• **The task**:
Answer these questions from the text about the Pope Francis documentary:
(a) What is the English title of Wim Wenders' film "Der Himmel über Berlin"?
(b) On what day of the week and in what month did the writer's mother watch the documentary?
(c) Which two books did the writer's graduate students have as required reading?

• **Exercise text**:
---
Many years ago a philosophy professor assigned my class to watch Wim Wenders’ “Der Himmel über Berlin” (called in English “Wings of Desire”) which was an award-winning film from the 1980s. Its haunting scenes have remained lodged in my imagination for decades. Thus, I was excited to see the director’s most recent project, a documentary titled “Pope Francis: A Man of His Word.”
I laughingly sent my friends a photo saying “This picture says a lot about some of the current problems with our country…” My mother sat entirely alone in the theater as the previews ran. It was understandably quiet on a Monday evening in June, but we had a totally private screening. Perhaps if more people were thinking reflectively about the intersection of global affairs and theological questions of ultimate meaning and value, we could all hope for a more unified nation.
I took a page out of my former professor’s book and assigned the film to supplement my own current graduate students’ required reading of Paul Vallely’s masterful biography “Pope Francis: Untying the Knots — The Struggle for the Soul of Catholicism” and Leonardo Boff’s “Francis of Rome, Francis of Assisi.” All of this was foundational background material for our class in Rome this summer exploring English, Italian and Spanish primary and secondary texts studying the theological vision, formation, and efforts of the Holy Father.
---
• **Data**:
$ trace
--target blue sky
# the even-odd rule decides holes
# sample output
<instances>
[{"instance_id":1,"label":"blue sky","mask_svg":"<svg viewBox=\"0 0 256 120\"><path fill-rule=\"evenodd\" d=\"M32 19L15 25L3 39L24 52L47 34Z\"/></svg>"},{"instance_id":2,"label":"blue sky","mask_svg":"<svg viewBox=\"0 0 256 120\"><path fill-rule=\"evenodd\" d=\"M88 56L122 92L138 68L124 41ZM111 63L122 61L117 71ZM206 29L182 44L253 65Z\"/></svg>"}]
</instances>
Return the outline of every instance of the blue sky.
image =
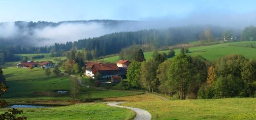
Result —
<instances>
[{"instance_id":1,"label":"blue sky","mask_svg":"<svg viewBox=\"0 0 256 120\"><path fill-rule=\"evenodd\" d=\"M255 13L256 4L256 0L1 0L0 22L146 21L183 19L195 15L240 16Z\"/></svg>"}]
</instances>

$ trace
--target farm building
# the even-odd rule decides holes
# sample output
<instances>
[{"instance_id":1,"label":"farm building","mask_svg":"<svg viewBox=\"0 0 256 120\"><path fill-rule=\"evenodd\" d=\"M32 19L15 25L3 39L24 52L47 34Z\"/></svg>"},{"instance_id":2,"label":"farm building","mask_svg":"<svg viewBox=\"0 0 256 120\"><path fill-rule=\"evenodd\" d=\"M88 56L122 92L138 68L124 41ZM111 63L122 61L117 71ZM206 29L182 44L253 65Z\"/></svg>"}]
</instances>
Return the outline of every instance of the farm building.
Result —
---
• **Written response**:
(a) "Wings of Desire."
(b) A Monday, in June.
(c) Paul Vallely's "Pope Francis: Untying the Knots — The Struggle for the Soul of Catholicism" and Leonardo Boff's "Francis of Rome, Francis of Assisi."